=== Teks Dokumen ===
Pemilu legislatif di Indonesia yang
berlangsung pada Rabu, 9 April 2014 yang lalu cukup menarik perhatian
media-media besar di dunia, terutama dengan melambungnya perolehan suara
penghitungan sementara Partai Demokrasi Indonesia Perjuangan (PDI-P) yang
mengusung Joko Widodo untuk pemilihan presiden nanti.
“Penghitungan awal di Indonesia
Memenangkan Partai Oposisi Terbesar,” (Early Count in Indonesia Favors Largest
Opposition Party), demikian headline di The
New York Times.
Media Amerika legendaris ini
mengulas bagaimana PDI-P yang dalam 10 tahun terakhir terlempar dari kekuasaan
sangat berpeluang mendapatkan suara di atas 20%, namun masih perlu merangkul
mitra koalisi untuk bisa mengajukan Jokowi sebagai capres.
Sementara itu CNN lebih memilih melompat ke calon
presiden paling favorit saat ini, Jokowi. Media televisi berita terbesar di
dunia itu mengutip seorang pengamat yang membandingkan Jokowi dengan Presiden
AS Barack Obama.
“Joko Widodo, mantan eksporter
mebel berusia 52 tahun, mulai membangun reputasinya selama menjabat sebagai
walikota Surakarta di Jawa Tengah,” tulis CNN.
“Kandidat presiden Indonesia yang
dikenal sebagai Jokowi ini memiliki persamaan dengan Obama, karena dalam kasus
ini kandidat yang relatif tak terkenal bisa menyedot perhatian nasional,” kata CNN mengutip pakar politik Douglas
Ramage di Bower Group Asia.
Pembahasan yang kurang lebih sama
juga diangkat oleh media bisnis terkemuka, Financial
Times (FT), dengan judul “Widodo’s party set to win Indonesia parliamentary
election” (Partai Widodo akan memenangi pemilu legislatif).
Keberhasilan PDI-P memimpin
perolehan suara sejauh ini “karena keputusannya untuk menominasikan Joko
Widodo, gubernur Jakarta yang populer, sebagai kandidat presidennya,” tulis FT.
===
> Permintaan 1: Tolong salin tanpa perubahan bagian teks tentang pemilu legislatif 2014 yang dimulai dengan kata-kata berisi "Pemilu legislatif di" dan berakhir pada "New York Times.".
> Permintaan 2: Dalam teks tentang pemilu legislatif 2014, siapa pakar politik yang dikutip CNN saat membandingkan Jokowi dengan Obama?
=== Cuplikan Materi ===
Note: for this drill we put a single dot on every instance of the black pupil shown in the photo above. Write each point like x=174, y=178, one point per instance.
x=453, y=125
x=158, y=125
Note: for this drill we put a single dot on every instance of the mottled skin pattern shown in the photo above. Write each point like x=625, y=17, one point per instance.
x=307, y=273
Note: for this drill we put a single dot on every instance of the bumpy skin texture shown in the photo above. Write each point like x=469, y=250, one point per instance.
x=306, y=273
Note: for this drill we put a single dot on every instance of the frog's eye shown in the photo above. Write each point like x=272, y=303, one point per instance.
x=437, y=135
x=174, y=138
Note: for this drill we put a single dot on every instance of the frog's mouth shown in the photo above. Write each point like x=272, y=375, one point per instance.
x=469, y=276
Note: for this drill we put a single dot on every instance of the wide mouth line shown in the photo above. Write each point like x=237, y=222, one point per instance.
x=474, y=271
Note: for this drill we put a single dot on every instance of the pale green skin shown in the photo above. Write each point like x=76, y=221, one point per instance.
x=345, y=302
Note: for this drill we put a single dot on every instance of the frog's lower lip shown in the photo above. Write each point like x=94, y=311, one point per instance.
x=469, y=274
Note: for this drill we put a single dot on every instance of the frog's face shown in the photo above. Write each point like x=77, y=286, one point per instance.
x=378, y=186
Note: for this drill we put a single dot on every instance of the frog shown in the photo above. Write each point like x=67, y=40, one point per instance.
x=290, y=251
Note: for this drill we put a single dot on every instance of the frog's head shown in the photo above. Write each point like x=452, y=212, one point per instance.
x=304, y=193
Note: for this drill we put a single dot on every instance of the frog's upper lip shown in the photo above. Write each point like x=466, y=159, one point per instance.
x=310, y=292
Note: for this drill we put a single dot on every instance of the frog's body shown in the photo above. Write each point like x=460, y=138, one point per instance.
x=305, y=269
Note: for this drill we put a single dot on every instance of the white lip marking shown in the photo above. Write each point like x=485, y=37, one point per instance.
===
> Keluaran Lengkap 1:
Pemilu legislatif di Indonesia yang
berlangsung pada Rabu, 9 April 2014 yang lalu cukup menarik perhatian
media-media besar di dunia, terutama dengan melambungnya perolehan suara
penghitungan sementara Partai Demokrasi Indonesia Perjuangan (PDI-P) yang
mengusung Joko Widodo untuk pemilihan presiden nanti.
“Penghitungan awal di Indonesia
Memenangkan Partai Oposisi Terbesar,” (Early Count in Indonesia Favors Largest
Opposition Party), demikian headline di The
New York Times.

> Keluaran Lengkap 2: Douglas Ramage, pakar politik di Bower Group Asia.